**Set exercise:** Continue the crossword review from where it stops.

**Passage given:**
+ + +
AKMild returns a little sooner than he did last time! As usual, the setter will be delighted to receive feedback from you, the solvers. I do ask that you remember that for most setters this is a new experience, so please only offer constructive criticism.

Welcome back to AKMild.  This was a gentle crossword – it took me less time than Rufus this morning – but no less enjoyable for it.  There was a good variety of clues and some nice touches such as the reversal of even number letters and the linking of the clues in 3 and 4 down.


7 A beige urn turns purple (9)
AUBERGINE – An anagram (turns) of A BEIGE URN.

8 Regularly tell couple to run away together (5)
ELOPE – The even letters (regularly) in TELL COUPLE.

10 The odds Scotsman got on player (8)
THESPIAN – The “the” from the clue followed by the abbreviation for starting price (odds) and an archetypal Scottish male name.

11 Start to contest East End Barnet’s seats (6)
CHAIRS – The first letter (start to) of contest followed by the word for which Barnet is Cockney rhyming slang (East End) maintaining the plural from the ‘s.

12 Is back in motoring organisation, being continent! (4)
ASIA – Reverse (back) the IS from the clue and put it inside the two letter abbreviation for a motoring association.

13 Pariahs caught, maybe, and threw stones at first (8)
OUTCASTS – What you would be in cricket if caught (maybe indicating that there are other ways of becoming this) followed by a word meaning threw and the first letter of stones.

15 Men, in the middle of selection, concealed small flowers (7)
ORCHIDS -The abbreviation for other ranks (men) followed by the middle letter of selection, a word meaning concealed and the abbreviation for small.  The “in” in the clue is misleading as it suggests containment that is not present in the solution.

17 Yellow or amber toucan I frightened (7)
CAUTION – An anagram (frightened) of TOUCAN I.

20 Man or woman who might marry one of Dibley’s precursors (3,5)
+ + +
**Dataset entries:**

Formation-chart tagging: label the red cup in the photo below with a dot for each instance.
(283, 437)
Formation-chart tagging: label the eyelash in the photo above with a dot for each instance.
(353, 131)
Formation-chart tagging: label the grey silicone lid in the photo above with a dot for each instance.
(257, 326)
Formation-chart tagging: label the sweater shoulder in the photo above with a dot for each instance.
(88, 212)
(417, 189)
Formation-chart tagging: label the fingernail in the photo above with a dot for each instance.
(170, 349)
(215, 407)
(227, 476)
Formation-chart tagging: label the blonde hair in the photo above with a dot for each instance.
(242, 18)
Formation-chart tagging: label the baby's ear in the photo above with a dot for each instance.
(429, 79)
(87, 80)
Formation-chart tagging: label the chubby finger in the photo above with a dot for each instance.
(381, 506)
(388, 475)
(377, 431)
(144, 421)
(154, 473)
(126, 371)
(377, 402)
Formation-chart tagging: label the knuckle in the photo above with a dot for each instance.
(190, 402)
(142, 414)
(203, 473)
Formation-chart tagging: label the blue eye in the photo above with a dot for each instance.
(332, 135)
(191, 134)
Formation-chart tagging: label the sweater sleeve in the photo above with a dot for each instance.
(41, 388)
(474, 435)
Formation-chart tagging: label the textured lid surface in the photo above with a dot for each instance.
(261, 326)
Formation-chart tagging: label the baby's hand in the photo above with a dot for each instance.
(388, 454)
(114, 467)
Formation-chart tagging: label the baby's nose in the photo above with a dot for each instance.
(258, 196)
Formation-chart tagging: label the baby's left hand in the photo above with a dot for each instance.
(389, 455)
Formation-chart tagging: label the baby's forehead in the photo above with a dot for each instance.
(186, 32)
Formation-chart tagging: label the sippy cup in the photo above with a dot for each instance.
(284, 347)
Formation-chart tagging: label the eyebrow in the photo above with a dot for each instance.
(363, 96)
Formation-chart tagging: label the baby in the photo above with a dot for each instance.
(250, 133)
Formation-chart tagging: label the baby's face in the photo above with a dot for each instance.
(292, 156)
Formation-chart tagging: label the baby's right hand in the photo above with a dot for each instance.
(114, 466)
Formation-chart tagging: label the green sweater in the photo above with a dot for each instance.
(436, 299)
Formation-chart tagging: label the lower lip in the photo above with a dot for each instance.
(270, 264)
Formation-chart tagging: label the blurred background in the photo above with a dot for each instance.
+ + +
**Reply to the task:**
THE VICAR – The first two words in the name of the TV series ending Dibley.  As a general rule, unless it forms part of a proper name, you should not include the definite or indefinite article as an answer to a clue.

22 Engage in exercise, perhaps, and use performance enhancing drug (4)
DOPE – A two letter word meaning engage in or perform followed by another word for exercise.  I think that the perhaps could have been omitted from this clue.

25 Use key to give someone a haircut? (6)
UNLOCK – Split 2-4, this would indicate removing the hair from someone.

26 Bring in new sign for sketches (8)
DRAWINGS – A four letter word meaning bring in followed by an anagram (new) of SIGNS.

27 Allude to either way (5)
REFER – A palindromic word (either way) that means to allude to.

28 A way to get rich, though labour doesn’t start after industrial action (6,3)
STRIKE OIL – A six letter word meaning industrial action followed by a four letter word meaning labour with the first letter removed (doesn’t start).


1 Lacy adornment found by companion in Parisian road (5)
RUCHE – The abbreviation for Companion of Honour inside the French (Parisian) for road.

2 Opposed to some clever suspects (6)
VERSUS – The answer is hidden in (some) CLEVER SUSPECTS.

3/24 A profit shown twice? It’s interminable … (5,3,5)
AGAIN AND AGAIN – The A from the clue and a word for profit shown twice with the connecting and added.

4 … so’s this, as cricket side twice holds country without opener (2,3,2)
ON AND ON – A side in cricket twice (we have three twices which is two too many in the crossword!) includes (holds) another word for a country without the first letter (without opener).  The So’s this refers back to the definition in the previous clue. 

5 Odd ones out, Eton fags have slept lying East to West, which is nice (8)
PLEASANT – The even letters (odd ones out) in ETON FAGS HAVE SLEPT all reversed (lying East to West).  As this is a down clue, East to West is not really correct.  Perhaps “slept standing up” would be better.  More smutty alternatives are also available!

6 Process nothing for each country with no leader (9)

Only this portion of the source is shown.